### 指示 A
下の本文の内容を二文でまとめてください。

### 本文

----

外国語を喋るときにあまり文法を気にするなとは良く言われることで、確かに文法を間違えるのが嫌で
無口になってしまうよりは間違いだらけでもガンガン話した方が良いとは思います。
でも地道に文法を押さえて、この表現はどうなんだろう?どうしてこういう言い方をするんだろう?と
じっくり考えてみるのもそれはそれで面白いし、遠回りに見えても決して損にはならない勉強法です。
一通りドイツ語の文法や用法は覚えたけど、どーも身についた感じがしない…そんな伸び悩み中の
私にはとても良い刺激になりました。
まず作文例として挙げられる日本語例題について丁寧な文法上の解説がついていること、それに対し
ドイツ語の文法はこうだからこうなりますよ、とこれまた親切な説明がされているのが嬉しいです。
普段日本語を喋るときは文法なんて考えてませんが、こうして改めて見直すとやっぱり言葉って
奥が深いな…と思ってしまいます。
しかし!
それ以上に面白いのは一通り文法上の解説をした後で「でも本当はこんなことドイツ人は言わないよ、
だってさ…」という釈明部分。

----

### 指示 B
下の記録の中から、文字列「foliage」を含む行をすべて探し、そのまま書き写してください。大文字と小文字は区別します。

### 記録一覧
----

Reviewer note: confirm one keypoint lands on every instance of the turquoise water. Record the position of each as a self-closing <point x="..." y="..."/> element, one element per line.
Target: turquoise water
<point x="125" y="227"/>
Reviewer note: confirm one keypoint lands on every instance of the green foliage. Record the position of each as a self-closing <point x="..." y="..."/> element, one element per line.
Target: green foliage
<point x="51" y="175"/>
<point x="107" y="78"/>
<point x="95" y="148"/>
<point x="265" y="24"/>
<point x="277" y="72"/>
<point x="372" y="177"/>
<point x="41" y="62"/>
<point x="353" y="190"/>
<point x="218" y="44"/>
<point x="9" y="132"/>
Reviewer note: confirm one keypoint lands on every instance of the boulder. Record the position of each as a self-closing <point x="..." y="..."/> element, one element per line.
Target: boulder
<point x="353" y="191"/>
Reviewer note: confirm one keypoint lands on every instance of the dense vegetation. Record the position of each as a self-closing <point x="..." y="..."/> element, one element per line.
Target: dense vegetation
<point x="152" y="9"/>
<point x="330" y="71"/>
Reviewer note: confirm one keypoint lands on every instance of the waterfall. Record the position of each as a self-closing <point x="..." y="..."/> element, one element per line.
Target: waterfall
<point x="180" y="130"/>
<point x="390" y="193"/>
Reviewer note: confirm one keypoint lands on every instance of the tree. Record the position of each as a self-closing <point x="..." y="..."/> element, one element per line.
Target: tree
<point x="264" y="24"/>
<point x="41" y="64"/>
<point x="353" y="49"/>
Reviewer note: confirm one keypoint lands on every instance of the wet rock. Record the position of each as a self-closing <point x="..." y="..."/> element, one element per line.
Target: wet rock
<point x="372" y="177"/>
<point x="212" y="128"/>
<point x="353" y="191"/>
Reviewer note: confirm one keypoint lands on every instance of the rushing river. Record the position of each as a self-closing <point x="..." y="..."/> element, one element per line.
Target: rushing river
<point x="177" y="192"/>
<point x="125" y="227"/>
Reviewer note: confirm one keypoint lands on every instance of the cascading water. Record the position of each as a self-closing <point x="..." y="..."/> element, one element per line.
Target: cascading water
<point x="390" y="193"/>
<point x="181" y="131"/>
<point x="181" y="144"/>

----

### 解答全文 A
外国語を話すときは文法の誤りを恐れずにどんどん話す方が良いが、地道に文法を押さえて表現をじっくり考えるのも面白く、遠回りに見えても決して損にはならない勉強法だと筆者は述べている。ドイツ語の文法を一通り覚えても身についた感じがしなかった筆者には、日本語例題への丁寧な文法解説とドイツ語文法の親切な説明が良い刺激になり、それ以上に面白いのは解説の後の「でも本当はこんなことドイツ人は言わないよ」という釈明部分だという。

### 解答全文 B
Reviewer note: confirm one keypoint lands on every instance of the green foliage. Record the position of each as a self-closing <point x="..." y="..."/> element, one element per line.
Target: green foliage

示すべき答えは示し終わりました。